TASK TO CARRY OUT
Pull out every line in the data below that contains the word "tree", copying each line in full.

(Records of labeled points)
--
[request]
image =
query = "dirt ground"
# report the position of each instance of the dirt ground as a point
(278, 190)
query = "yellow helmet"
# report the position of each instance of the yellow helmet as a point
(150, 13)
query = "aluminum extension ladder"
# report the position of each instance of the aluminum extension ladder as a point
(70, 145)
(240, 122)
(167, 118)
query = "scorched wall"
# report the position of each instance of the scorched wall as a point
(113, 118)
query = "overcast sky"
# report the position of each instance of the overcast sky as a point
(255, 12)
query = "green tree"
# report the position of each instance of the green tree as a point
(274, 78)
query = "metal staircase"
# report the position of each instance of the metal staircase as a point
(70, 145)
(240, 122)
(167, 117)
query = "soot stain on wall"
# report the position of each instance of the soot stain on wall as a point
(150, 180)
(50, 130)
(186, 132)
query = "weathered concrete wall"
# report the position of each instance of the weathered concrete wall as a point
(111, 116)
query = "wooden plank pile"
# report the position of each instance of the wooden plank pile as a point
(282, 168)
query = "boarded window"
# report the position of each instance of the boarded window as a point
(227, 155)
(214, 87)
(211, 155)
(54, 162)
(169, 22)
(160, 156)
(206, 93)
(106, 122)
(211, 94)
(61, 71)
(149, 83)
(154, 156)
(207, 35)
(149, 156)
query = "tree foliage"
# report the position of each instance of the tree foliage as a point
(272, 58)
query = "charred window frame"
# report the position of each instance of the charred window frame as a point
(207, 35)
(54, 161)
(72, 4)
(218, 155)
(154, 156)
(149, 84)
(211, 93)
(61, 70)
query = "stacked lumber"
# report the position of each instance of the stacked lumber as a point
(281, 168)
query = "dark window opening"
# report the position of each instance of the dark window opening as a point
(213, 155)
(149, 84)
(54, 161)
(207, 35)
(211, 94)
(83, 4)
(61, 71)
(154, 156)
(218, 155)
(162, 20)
--
WRITTEN ANSWER
query = "green tree"
# report the position of each instance of the green tree as a point
query = "tree foliage"
# report the position of each instance of the tree foliage as a point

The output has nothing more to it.